**YOUR TASK**: Reproduce the items below verbatim, starting at the very beginning and ending with the line that contains "x=732, y=496", including that line.

**Location labeling items**:
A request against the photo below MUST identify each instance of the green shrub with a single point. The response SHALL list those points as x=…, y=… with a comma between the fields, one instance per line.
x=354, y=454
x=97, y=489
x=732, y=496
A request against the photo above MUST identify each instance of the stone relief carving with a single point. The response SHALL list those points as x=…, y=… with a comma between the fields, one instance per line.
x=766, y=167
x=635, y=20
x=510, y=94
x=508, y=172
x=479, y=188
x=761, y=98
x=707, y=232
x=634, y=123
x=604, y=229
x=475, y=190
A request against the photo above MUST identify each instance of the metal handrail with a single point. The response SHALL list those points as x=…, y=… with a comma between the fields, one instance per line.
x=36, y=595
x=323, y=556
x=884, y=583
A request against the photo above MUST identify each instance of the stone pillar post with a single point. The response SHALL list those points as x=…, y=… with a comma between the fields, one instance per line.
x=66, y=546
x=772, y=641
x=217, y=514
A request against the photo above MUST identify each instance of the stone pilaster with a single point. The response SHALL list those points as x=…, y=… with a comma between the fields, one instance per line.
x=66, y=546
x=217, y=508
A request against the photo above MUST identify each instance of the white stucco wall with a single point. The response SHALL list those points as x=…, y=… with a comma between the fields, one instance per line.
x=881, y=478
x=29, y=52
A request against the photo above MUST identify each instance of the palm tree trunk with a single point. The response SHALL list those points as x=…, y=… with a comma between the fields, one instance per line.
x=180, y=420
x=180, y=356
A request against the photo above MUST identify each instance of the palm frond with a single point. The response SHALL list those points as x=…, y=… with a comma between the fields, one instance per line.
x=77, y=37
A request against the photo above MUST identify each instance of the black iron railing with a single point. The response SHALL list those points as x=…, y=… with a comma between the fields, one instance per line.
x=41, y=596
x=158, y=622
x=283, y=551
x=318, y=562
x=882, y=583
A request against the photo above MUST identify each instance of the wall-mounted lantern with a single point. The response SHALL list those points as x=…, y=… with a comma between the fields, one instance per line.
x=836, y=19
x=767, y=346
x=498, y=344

**RESPONSE TO THIS TASK**:
A request against the photo below MUST identify each instance of the green shrub with a single point. The response SHALL list those points as x=…, y=… with a comma between the fields, one instance per line.
x=354, y=454
x=97, y=489
x=732, y=496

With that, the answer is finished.